→ **Requirements**:
Extract every line of the material below verbatim, omitting the pictures.

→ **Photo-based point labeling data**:
◇ ◇ ◇

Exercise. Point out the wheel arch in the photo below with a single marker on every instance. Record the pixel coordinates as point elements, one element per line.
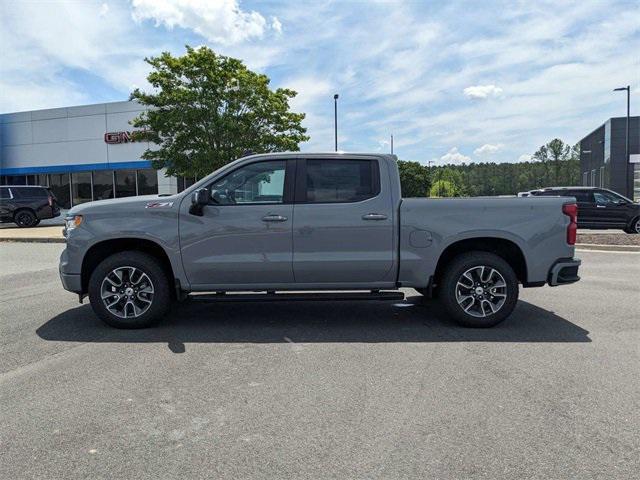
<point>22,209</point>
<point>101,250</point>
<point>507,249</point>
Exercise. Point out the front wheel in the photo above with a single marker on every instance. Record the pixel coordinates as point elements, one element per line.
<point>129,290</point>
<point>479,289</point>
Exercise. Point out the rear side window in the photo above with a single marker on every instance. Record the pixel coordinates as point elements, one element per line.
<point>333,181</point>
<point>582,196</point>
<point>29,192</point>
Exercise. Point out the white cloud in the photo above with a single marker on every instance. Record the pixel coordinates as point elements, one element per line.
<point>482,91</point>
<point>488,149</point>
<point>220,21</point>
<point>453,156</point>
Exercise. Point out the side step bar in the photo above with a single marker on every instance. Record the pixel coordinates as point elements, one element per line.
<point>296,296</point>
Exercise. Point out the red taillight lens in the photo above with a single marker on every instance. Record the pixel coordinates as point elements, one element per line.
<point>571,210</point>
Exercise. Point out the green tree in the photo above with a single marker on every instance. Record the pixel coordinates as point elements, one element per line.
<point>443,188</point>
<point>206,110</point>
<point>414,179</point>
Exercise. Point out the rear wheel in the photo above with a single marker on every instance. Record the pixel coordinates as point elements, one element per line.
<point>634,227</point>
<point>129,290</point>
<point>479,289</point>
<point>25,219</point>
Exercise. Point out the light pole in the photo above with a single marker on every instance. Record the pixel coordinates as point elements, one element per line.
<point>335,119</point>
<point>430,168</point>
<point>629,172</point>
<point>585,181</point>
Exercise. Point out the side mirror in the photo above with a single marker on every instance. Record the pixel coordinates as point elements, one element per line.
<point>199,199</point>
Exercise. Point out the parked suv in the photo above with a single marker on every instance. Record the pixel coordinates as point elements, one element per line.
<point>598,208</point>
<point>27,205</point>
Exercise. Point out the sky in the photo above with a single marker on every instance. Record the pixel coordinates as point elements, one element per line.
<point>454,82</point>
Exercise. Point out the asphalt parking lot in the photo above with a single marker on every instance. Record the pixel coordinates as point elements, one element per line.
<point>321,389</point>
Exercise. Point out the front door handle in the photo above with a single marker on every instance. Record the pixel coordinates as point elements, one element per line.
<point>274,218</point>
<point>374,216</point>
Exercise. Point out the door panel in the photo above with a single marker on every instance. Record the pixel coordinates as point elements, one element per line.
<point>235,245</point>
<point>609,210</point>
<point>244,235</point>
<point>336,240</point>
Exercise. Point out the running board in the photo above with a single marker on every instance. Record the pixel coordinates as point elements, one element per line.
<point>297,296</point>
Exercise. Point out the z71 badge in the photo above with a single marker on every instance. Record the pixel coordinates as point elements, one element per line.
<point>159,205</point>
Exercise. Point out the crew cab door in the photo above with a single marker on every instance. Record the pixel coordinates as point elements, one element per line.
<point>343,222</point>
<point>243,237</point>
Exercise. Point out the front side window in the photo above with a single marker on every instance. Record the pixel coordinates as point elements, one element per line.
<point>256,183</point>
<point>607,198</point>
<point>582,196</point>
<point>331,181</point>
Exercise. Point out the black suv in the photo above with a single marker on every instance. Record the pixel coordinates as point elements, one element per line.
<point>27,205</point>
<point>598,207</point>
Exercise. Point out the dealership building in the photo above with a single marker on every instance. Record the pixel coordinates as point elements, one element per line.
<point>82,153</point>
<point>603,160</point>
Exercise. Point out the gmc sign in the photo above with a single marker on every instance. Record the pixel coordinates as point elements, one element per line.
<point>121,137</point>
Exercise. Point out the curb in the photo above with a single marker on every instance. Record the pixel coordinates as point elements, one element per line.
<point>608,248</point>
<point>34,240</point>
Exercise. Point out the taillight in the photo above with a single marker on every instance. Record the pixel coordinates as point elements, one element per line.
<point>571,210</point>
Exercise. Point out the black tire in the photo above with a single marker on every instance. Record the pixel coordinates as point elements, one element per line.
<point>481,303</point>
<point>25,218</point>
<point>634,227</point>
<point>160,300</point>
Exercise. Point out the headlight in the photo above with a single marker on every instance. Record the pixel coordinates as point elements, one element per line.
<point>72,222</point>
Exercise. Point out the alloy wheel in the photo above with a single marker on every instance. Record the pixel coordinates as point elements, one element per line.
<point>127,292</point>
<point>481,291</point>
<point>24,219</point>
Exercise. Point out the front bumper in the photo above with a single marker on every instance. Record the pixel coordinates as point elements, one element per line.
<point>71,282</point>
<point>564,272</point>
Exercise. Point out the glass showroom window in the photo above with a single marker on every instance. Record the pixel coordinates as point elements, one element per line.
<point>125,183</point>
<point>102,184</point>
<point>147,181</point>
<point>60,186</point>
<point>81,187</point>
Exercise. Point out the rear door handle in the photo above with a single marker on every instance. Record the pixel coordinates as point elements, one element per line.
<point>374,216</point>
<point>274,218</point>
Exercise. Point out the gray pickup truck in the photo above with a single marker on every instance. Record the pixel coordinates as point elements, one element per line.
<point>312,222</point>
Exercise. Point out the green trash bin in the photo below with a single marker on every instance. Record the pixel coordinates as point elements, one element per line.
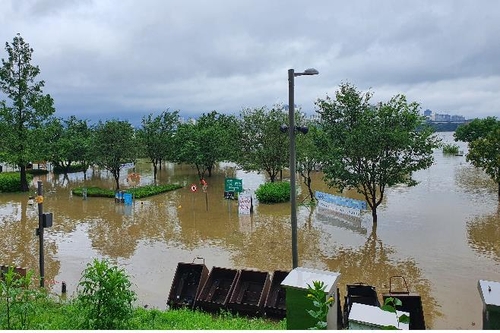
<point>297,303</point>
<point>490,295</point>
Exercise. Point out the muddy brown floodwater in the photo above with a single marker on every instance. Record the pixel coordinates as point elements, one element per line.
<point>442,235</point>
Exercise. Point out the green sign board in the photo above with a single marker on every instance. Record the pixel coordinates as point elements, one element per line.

◇ ◇ ◇

→ **Right answer**:
Exercise. Point out the wheel arch in the photo below with a single marker on every instance. Record the pixel coordinates as point elements, one element per line.
<point>22,209</point>
<point>101,250</point>
<point>507,249</point>
Exercise. Point out the front wheel in the photo above with a single marker on every instance. Record the pixel coordinates as point elements, one element per line.
<point>129,290</point>
<point>479,289</point>
Exercise. Point out the rear side window in the photo above with a single marker on every instance. Record the pixel coordinates as point elements, one element per line.
<point>333,181</point>
<point>582,196</point>
<point>29,192</point>
Exercise. Point out the white cloud in the photo above with a single marker on every instance. Record the pixel coordinates as point elements, one element per line.
<point>482,91</point>
<point>488,149</point>
<point>220,21</point>
<point>453,156</point>
Exercise. Point out the side step bar in the photo above with a single marker on every instance. Record the pixel coordinates as point elements, one element per line.
<point>296,296</point>
Exercise. Point out the red taillight lens in the photo above with a single marker on every instance. Record the pixel coordinates as point elements, one element per line.
<point>571,210</point>
Exercise. Point out the green tree in the photo above with a single marker on every instance. Record the pixel coordinates as point elements, one element per line.
<point>443,188</point>
<point>206,110</point>
<point>414,179</point>
Exercise. Point out the rear wheel in the photo above with a single marker on every instance. Record the pixel coordinates as point elements, one element per line.
<point>634,227</point>
<point>129,290</point>
<point>479,289</point>
<point>25,219</point>
Exercise. Point out the light pole in the photo above with a single marker on every instance. Record the pixel coordinates as point elements, one element per line.
<point>335,119</point>
<point>430,168</point>
<point>629,172</point>
<point>585,181</point>
Exercise. Point out the side mirror in the photo above with a single marker on every instance. Record the pixel coordinates as point elements, one element per line.
<point>199,199</point>
Exercise. Point out the parked suv in the photo above with a single marker on every instance. Record the pixel coordinates as point elements, one element per line.
<point>598,208</point>
<point>27,205</point>
Exercise. Point out the sky in the photo above with a single marker on every instance. Record the pixel coordinates as point elements, one element per line.
<point>454,82</point>
Exercise. Point out the asphalt parking lot in the photo above with a single marker on every instance. Record the pixel coordinates as point elements, one element per line.
<point>321,389</point>
Exercise. Point out the front door handle in the photo above with a single marker on every instance. Record the pixel coordinates as point elements, one element per line.
<point>274,218</point>
<point>374,216</point>
Exercise. Point out the door panel in the photo above with a single marker on every instance. Record the pixel coordinates as point elements, one element per line.
<point>235,245</point>
<point>609,210</point>
<point>244,235</point>
<point>336,240</point>
Exercise. Point out the running board in the photo above with a single marker on every instance. Record the pixel coordinates as point elements, one element per line.
<point>297,296</point>
Exercise. Point out the z71 badge in the photo above with a single marker on every instance. Record the pixel coordinates as point elements, one element per line.
<point>159,205</point>
Exercise. Point out the crew cab door in the photo above with a single marker on every instance. Record the pixel coordinates as point elements, one element per line.
<point>343,222</point>
<point>243,237</point>
Exercise. Point out the front side window in the photo above with a single marker on every instance. Record the pixel coordinates as point elements, one element per line.
<point>256,183</point>
<point>607,198</point>
<point>582,196</point>
<point>331,181</point>
Exercise. Point out the black suv in the photo above with a single marker on every instance. Record the pixel coordinates as point elements, one element per line.
<point>27,205</point>
<point>598,207</point>
Exercise. Point out the dealership building in the photo above with a single marker on every instance. Record the pixel coordinates as point elements, one element per line.
<point>82,153</point>
<point>603,160</point>
Exercise. Point out the gmc sign in the photo above with a single marker on every instance. Record the pixel coordinates as point elements, one element per line.
<point>121,137</point>
Exercise. Point out the curb in the photo above with a single marker on every instance. Record the pixel coordinates as point elements, one element per line.
<point>608,248</point>
<point>34,240</point>
Exercise. Point out the taillight in the photo above with a single marker on every instance. Record the pixel coordinates as point elements, one element per line.
<point>571,210</point>
Exercise. Point out the black tire in the photo above with a single marker on every instance. Record the pixel coordinates as point elements, one element per line.
<point>481,303</point>
<point>25,218</point>
<point>634,227</point>
<point>160,300</point>
Exercise. Point out the headlight in the photo above with a single marker on every instance. Record the pixel coordinates as point elements, one element per line.
<point>72,222</point>
Exercise. Point out the alloy wheel in the photo above with a single marker on every instance. Record the pixel coordinates as point elements, one element per line.
<point>127,292</point>
<point>481,291</point>
<point>24,219</point>
Exercise. Point out the front bumper in the photo above with a single marker on every instance. Record the pixel coordinates as point elements, one element per line.
<point>71,282</point>
<point>564,272</point>
Exercise. Point out the glass showroom window in the photo above with a single marker on every instance. Record the pixel coordinates as point elements, one element per line.
<point>125,183</point>
<point>102,184</point>
<point>147,181</point>
<point>60,186</point>
<point>81,187</point>
Exercise. Point out the rear door handle in the photo above with a single marker on every instance. Record the pixel coordinates as point elements, one element per line.
<point>374,216</point>
<point>274,218</point>
Exercise. Point out the gray pickup truck in the photo above with a single marker on every instance. Record the pixel coordinates as point elements, one element per line.
<point>312,222</point>
Exercise. Point out the green trash bin in the photo below with a single marker on every instance. Record the pixel coordinates as point elements, one element per line.
<point>297,303</point>
<point>490,295</point>
Exercise. Point out the muddy brown floodwater in the photo above with a single marker on every instance. Record the pixel coordinates as point elements, one element per line.
<point>442,235</point>
Exercise. Point out the green sign board in the photo above with a single marker on every instance. Record the pixel coordinates as point elements, one element per line.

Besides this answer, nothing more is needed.